→ **Exercise directions**
Retype all of the entries that appear below, keeping them exactly as they are.
**** Provided records ****
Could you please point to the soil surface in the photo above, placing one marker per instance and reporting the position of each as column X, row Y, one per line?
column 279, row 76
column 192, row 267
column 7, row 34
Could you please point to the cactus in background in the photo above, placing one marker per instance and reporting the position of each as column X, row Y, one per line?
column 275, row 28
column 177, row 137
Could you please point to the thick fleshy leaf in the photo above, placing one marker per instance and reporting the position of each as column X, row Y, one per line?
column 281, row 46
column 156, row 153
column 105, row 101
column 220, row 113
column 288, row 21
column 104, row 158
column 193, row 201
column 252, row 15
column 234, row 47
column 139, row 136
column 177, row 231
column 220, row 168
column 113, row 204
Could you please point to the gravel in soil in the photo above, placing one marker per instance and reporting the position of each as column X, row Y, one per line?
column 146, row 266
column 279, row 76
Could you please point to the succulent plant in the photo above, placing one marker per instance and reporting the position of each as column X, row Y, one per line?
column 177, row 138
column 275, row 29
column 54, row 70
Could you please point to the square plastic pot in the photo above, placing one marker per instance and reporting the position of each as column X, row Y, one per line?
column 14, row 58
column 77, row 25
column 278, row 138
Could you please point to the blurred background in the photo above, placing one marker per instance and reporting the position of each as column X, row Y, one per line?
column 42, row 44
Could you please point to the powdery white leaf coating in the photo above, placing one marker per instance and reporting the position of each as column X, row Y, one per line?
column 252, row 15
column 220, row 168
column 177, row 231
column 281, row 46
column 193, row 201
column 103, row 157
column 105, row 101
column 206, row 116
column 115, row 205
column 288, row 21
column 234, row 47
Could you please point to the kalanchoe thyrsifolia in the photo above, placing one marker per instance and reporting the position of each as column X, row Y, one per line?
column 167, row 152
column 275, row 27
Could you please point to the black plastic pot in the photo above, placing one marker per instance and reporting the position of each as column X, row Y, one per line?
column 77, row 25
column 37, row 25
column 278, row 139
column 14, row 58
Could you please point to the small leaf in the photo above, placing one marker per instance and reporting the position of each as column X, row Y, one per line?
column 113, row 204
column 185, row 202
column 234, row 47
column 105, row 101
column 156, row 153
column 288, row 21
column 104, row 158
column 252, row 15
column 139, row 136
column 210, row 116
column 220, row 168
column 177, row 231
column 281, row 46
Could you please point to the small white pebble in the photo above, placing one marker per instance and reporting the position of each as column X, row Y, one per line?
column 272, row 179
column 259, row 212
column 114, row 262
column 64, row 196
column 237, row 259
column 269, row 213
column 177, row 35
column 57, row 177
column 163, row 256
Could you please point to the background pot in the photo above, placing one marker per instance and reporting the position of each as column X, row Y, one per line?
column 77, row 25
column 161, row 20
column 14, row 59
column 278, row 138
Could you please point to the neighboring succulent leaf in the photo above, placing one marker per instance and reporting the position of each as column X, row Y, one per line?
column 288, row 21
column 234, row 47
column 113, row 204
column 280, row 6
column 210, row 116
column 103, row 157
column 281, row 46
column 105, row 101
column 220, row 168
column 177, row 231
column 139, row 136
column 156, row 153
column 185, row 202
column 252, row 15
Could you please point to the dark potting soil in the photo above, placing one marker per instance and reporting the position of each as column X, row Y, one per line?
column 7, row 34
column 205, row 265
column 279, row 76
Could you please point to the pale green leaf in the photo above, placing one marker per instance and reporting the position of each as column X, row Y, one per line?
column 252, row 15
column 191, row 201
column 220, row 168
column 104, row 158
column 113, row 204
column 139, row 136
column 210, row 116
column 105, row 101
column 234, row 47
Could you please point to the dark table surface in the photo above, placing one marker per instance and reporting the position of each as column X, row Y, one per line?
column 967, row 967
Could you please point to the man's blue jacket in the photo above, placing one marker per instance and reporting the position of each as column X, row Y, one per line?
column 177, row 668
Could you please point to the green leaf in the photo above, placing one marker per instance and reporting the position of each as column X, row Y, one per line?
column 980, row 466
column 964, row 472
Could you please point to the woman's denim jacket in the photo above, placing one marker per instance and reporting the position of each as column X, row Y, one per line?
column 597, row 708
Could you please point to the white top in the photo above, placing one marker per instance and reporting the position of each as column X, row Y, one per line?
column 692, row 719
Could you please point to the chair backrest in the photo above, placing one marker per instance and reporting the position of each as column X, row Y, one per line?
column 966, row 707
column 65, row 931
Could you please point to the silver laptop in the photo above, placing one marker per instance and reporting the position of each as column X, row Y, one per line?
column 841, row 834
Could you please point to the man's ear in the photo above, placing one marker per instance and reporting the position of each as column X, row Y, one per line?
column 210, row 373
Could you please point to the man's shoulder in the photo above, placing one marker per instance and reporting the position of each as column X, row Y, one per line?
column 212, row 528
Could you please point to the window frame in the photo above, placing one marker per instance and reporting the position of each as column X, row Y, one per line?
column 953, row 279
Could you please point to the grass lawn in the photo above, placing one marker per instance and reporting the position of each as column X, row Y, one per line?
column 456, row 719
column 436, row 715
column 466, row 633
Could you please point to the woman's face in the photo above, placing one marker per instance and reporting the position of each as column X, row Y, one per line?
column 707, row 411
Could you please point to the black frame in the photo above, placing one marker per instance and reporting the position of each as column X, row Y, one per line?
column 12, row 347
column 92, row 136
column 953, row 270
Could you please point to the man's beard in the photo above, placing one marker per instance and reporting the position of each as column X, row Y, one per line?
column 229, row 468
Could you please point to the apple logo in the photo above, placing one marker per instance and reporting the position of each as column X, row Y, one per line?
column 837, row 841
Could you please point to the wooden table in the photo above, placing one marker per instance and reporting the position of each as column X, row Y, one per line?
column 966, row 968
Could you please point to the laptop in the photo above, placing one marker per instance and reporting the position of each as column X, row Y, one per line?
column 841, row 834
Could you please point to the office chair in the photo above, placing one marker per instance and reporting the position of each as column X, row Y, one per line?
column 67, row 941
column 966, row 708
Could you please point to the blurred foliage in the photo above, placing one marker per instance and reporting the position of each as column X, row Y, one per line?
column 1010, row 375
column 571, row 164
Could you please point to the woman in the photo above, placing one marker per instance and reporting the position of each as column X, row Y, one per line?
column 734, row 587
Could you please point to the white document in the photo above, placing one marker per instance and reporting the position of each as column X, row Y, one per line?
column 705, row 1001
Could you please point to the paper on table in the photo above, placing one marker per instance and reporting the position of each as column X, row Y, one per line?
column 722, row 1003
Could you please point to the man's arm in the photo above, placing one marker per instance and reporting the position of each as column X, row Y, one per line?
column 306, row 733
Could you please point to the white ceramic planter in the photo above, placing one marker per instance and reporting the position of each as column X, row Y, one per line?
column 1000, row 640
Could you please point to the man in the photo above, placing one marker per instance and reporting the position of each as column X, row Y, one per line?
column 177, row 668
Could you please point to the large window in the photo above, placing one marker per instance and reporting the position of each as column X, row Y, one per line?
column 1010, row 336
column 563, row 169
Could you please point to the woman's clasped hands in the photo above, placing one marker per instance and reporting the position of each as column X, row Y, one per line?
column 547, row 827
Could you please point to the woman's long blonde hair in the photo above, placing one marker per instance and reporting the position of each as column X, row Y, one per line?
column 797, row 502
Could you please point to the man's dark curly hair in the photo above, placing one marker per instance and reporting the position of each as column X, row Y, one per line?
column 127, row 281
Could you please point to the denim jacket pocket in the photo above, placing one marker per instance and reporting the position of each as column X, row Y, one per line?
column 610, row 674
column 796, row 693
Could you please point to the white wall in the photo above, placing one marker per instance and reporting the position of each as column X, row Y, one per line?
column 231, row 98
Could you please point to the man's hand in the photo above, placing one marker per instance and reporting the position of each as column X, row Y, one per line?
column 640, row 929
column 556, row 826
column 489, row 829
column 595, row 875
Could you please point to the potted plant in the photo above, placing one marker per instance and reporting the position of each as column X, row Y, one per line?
****
→ **Task solution**
Could you please point to the soil surface in the photo above, placing one marker per instance and reporting the position of each as column X, row Y, one per line?
column 279, row 76
column 192, row 267
column 7, row 34
Could you please point to the cactus in background in the photo above, placing one marker per instance and reporting the position of each as column X, row Y, one per line?
column 275, row 28
column 177, row 137
Could you please point to the thick fleshy leaf in the photo above, placing one marker per instance and reporting the position of each as column X, row Y, one per line?
column 281, row 46
column 156, row 153
column 105, row 101
column 220, row 113
column 288, row 21
column 104, row 158
column 193, row 201
column 252, row 15
column 234, row 47
column 139, row 136
column 177, row 231
column 220, row 168
column 113, row 204
Could you please point to the gravel in soil in the photo above, placing one marker per instance and reporting the position of each as column X, row Y, one per line?
column 146, row 266
column 279, row 76
Could you please point to the succulent plant in the photo above, placing one marker per instance and reporting the position of each as column X, row Y, one per line?
column 177, row 138
column 275, row 29
column 54, row 70
Could you please point to the square plastic pot in the photo above, placing one marker per instance and reporting the position of each as column X, row Y, one per line?
column 14, row 58
column 77, row 25
column 278, row 138
Could you please point to the blurred background in the photo above, placing one marker per instance and reporting the position of each as column X, row Y, one per line?
column 42, row 44
Could you please point to the powdery white leaf coating in the photo above, placing one marker per instance and reporting the position of each as column X, row Y, one per line?
column 252, row 15
column 220, row 168
column 177, row 231
column 281, row 46
column 193, row 201
column 103, row 157
column 105, row 101
column 206, row 116
column 115, row 205
column 288, row 21
column 234, row 47
Could you please point to the kalanchoe thyrsifolia in the photo above, placing one marker per instance and reporting the position of each as column X, row Y, one per line?
column 167, row 152
column 275, row 27
Could you please point to the black plastic pot in the photo above, placing one marker per instance and reporting the position of each as column X, row Y, one per line?
column 77, row 25
column 37, row 25
column 278, row 139
column 14, row 58
Could you please point to the small leaf in the photo above, placing one marker per instance and reporting the position of each as column X, row Y, one per line?
column 113, row 204
column 185, row 202
column 234, row 47
column 105, row 101
column 156, row 153
column 288, row 21
column 104, row 158
column 252, row 15
column 139, row 136
column 210, row 116
column 220, row 168
column 177, row 231
column 281, row 46
Could you please point to the small white pebble in the photo above, placing one marker per instance and reporting the position of each as column X, row Y, one per line?
column 272, row 179
column 259, row 212
column 114, row 262
column 64, row 196
column 237, row 259
column 269, row 213
column 177, row 35
column 57, row 177
column 163, row 256
Could you please point to the background pot in the photo above, placing one marker per instance and reporting the position of each as column X, row Y, one per line?
column 77, row 25
column 161, row 20
column 14, row 59
column 278, row 138
Could you please point to the neighboring succulent leaf in the photo above, placing one marker per instance and reporting the position of each as column X, row Y, one per line?
column 288, row 21
column 234, row 47
column 113, row 204
column 280, row 6
column 210, row 116
column 103, row 157
column 281, row 46
column 105, row 101
column 220, row 168
column 177, row 231
column 139, row 136
column 156, row 153
column 185, row 202
column 252, row 15
Could you please point to the dark potting soil in the photo above, placing one marker per instance and reporting the position of each as column X, row Y, one per line?
column 7, row 34
column 205, row 265
column 279, row 76
Could you please point to the pale green leaf in the photo above, placing one marker per instance and reporting the position of each as column X, row Y, one per line?
column 252, row 15
column 191, row 201
column 220, row 168
column 104, row 158
column 113, row 204
column 139, row 136
column 210, row 116
column 105, row 101
column 234, row 47
Could you please point to the dark table surface in the photo above, placing one marker per instance and reporting the position of each as column X, row Y, one per line?
column 967, row 967
Could you please point to the man's blue jacket in the photo above, placing one marker per instance and reporting the position of each as column X, row Y, one per line?
column 177, row 668
Could you please point to the green leaf in the photo above, placing one marker per instance and reporting the position of each as column X, row Y, one per line?
column 980, row 466
column 964, row 472
Could you please point to the woman's denim jacket in the photo above, placing one marker per instance and reporting the position of each as column X, row Y, one per line?
column 597, row 708
Could you please point to the white top in the photo above, placing one marker per instance and reporting the position of each as column X, row Y, one per line?
column 692, row 719
Could you please point to the chair backrest in the photo above, placing one marker per instance and reporting the position of each as column X, row Y, one per line?
column 966, row 707
column 65, row 931
Could you please point to the silver laptop in the photo above, placing one marker per instance and reporting the position of each as column X, row Y, one per line?
column 841, row 834
Could you please point to the man's ear in the photo above, placing one marker per instance and reporting the position of each as column X, row Y, one per line?
column 210, row 373
Could you please point to the man's shoulder in the photo above, placing one marker per instance and reporting the position of each as column X, row Y, one per line?
column 212, row 528
Could you please point to the window frame in the photo above, placing one marker per instance and reporting the position of each as column X, row Y, one per line?
column 953, row 279
Could you please point to the grass lawn in the photo above, placing one marker per instance and reporting the position of each as column X, row Y, one per line?
column 456, row 719
column 436, row 715
column 466, row 633
Could you please point to the woman's face in the photo above, placing one marker per instance and reporting the position of each as column X, row Y, one per line?
column 707, row 411
Could you please point to the black frame in the photo above, placing one marker per instance and reporting the position of each as column X, row Y, one per line?
column 12, row 347
column 92, row 136
column 953, row 270
Could you please point to the man's beard in the photo above, placing one marker per instance and reporting the position of each as column X, row Y, one per line?
column 229, row 468
Could you please point to the apple logo in the photo above, placing one marker per instance and reporting the position of each as column X, row Y, one per line?
column 837, row 841
Could you please point to the wooden table in the photo above, placing one marker per instance and reporting the position of each as column X, row Y, one per line?
column 966, row 968
Could you please point to the laptop in the photo above, placing one marker per instance and reporting the position of each as column X, row Y, one per line?
column 841, row 834
Could you please point to the office chair in the photo above, placing one marker per instance and reporting the position of each as column X, row Y, one per line?
column 67, row 941
column 966, row 708
Could you please point to the blurred foliage in the photo above, placing one marker per instance and reporting the position of each as column X, row Y, one per line?
column 1010, row 375
column 571, row 164
Could you please point to the woman in the photo above, placing one marker per instance and reporting the position of each as column X, row Y, one per line?
column 734, row 587
Could you please point to the white document in the photo above, placing one marker per instance and reporting the position of each as column X, row Y, one per line?
column 705, row 1001
Could you please point to the paper on table in the photo above, placing one marker per instance and reporting the position of each as column X, row Y, one per line?
column 722, row 1003
Could you please point to the man's arm in the photo above, placing one marker per instance and reporting the position of each as column X, row Y, one per line?
column 306, row 733
Could you please point to the white ceramic planter in the photo above, placing one marker per instance and reporting the position of each as column X, row Y, one per line?
column 1000, row 640
Could you please point to the man in the photo above, placing one marker per instance and reporting the position of each as column X, row Y, one per line?
column 177, row 668
Could you please point to the large window in the photo above, placing one marker per instance and reporting the position of each as column X, row Y, one per line?
column 1010, row 336
column 563, row 169
Could you please point to the woman's clasped hands in the photo above, placing one marker per instance and reporting the position of each as column X, row Y, one per line?
column 547, row 827
Could you please point to the woman's long blonde hair in the photo above, placing one marker per instance and reporting the position of each as column X, row Y, one per line?
column 797, row 502
Could you please point to the man's dark curly hair in the photo above, placing one marker per instance and reporting the position of each as column X, row Y, one per line?
column 127, row 281
Could you please point to the denim jacket pocket in the photo above, placing one marker per instance and reporting the position of each as column X, row Y, one per line?
column 610, row 674
column 796, row 693
Could you please point to the white wall in the photo above, placing one marker per instance and reporting the position of each as column X, row Y, one per line?
column 231, row 98
Could you please point to the man's hand in the photo above, placing one marker per instance and reporting the position of each as column X, row Y, one per line?
column 640, row 929
column 556, row 826
column 489, row 829
column 595, row 875
Could you please point to the potted plant in the photo above, placing one marker per instance and reporting the position of each as column X, row Y, one per line?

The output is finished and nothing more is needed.